# [Records provided]

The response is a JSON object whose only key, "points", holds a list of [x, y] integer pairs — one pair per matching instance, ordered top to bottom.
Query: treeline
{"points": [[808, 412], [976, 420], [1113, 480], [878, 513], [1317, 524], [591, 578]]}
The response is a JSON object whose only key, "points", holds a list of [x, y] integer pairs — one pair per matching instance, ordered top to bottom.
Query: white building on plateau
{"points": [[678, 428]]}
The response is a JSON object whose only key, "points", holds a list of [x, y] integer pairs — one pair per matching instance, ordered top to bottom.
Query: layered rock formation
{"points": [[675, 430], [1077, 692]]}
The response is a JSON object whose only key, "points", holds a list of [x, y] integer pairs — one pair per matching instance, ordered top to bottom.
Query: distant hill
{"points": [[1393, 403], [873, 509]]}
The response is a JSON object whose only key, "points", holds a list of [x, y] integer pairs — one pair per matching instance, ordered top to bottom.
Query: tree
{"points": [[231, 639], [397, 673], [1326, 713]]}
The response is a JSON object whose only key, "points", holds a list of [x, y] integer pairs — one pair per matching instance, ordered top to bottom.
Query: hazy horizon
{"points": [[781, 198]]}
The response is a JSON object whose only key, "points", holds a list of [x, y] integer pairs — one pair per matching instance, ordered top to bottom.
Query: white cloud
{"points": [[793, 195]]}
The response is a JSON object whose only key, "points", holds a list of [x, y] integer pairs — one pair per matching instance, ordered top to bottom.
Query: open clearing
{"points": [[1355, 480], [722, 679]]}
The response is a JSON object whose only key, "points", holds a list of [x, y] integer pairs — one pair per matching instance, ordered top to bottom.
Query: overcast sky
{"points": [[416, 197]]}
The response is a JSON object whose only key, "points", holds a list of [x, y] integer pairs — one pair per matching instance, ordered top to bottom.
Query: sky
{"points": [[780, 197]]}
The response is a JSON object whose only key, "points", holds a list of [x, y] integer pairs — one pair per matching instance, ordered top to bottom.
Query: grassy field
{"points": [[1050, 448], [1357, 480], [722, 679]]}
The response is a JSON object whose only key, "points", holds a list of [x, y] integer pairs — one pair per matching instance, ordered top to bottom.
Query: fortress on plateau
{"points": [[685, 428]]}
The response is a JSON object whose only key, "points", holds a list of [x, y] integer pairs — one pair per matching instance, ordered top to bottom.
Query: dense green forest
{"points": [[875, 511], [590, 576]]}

# [Exercise prompt]
Your response should consist of the whole listing, repeated exactly.

# [Result]
The response is a JSON object whose only key, "points", holds a list of [x, y] integer pairs — one pair per matching instance, ordered top to bottom.
Query: treeline
{"points": [[808, 412], [976, 420], [1113, 480], [878, 513], [1317, 524], [591, 578]]}
The response is a JSON object whose only key, "points", holds a list of [x, y] integer pairs — one pair per matching instance, ordered top to bottom.
Query: white building on plateau
{"points": [[678, 428]]}
The response is a JSON object whose only key, "points", holds a list of [x, y] integer pairs — one pair per matching instance, ordered top to bottom.
Query: layered rock formation
{"points": [[675, 430], [1077, 692]]}
The response is a JSON object whose only key, "points", holds a list of [x, y] integer pairs — one pair per matching instance, ordered top to bottom.
Query: distant hill
{"points": [[1393, 403], [873, 509]]}
The response is a JSON object whose only key, "points", holds a list of [x, y] integer pairs — one pair per matching instance, ordered top to bottom.
Query: tree
{"points": [[231, 639], [397, 673], [1326, 713]]}
The response is a JSON object whose only key, "points", holds a list of [x, y] integer pairs — one pair per matching instance, ordered top to bottom.
Query: hazy horizon
{"points": [[781, 198]]}
The response is a JSON object whose only key, "points", holds a list of [x, y] integer pairs — one pair per matching instance, ordered top to bottom.
Query: white cloud
{"points": [[793, 195]]}
The response is a JSON object whose only key, "points", holds a list of [x, y] integer pairs — one pair per matching instance, ordered top to bottom.
Query: open clearing
{"points": [[1355, 480], [722, 679]]}
The response is a JSON object whose only key, "points", holds a list of [x, y] integer pairs — one pair per matching instance, ordered top to bottom.
Query: overcast sky
{"points": [[416, 197]]}
The response is a JSON object whose only key, "points", holds a list of [x, y] integer pairs — one pair per matching instance, ordered top to bottom.
Query: sky
{"points": [[780, 197]]}
The response is a JSON object whose only key, "points", holds a list of [x, y] integer pairs — one pair per matching instance, ordered top to bottom.
Query: grassy field
{"points": [[1050, 448], [1357, 480], [722, 679]]}
The response is a JSON object whose only key, "points", holds a list of [x, y] integer pairs — one pair per matching instance, ordered top to bottom.
Query: fortress on plateau
{"points": [[685, 428]]}
The response is a JSON object whose only key, "points", holds a list of [x, y] integer pairs — one pair per matching instance, ordered top to bottom.
Query: dense green forest
{"points": [[875, 511], [590, 576]]}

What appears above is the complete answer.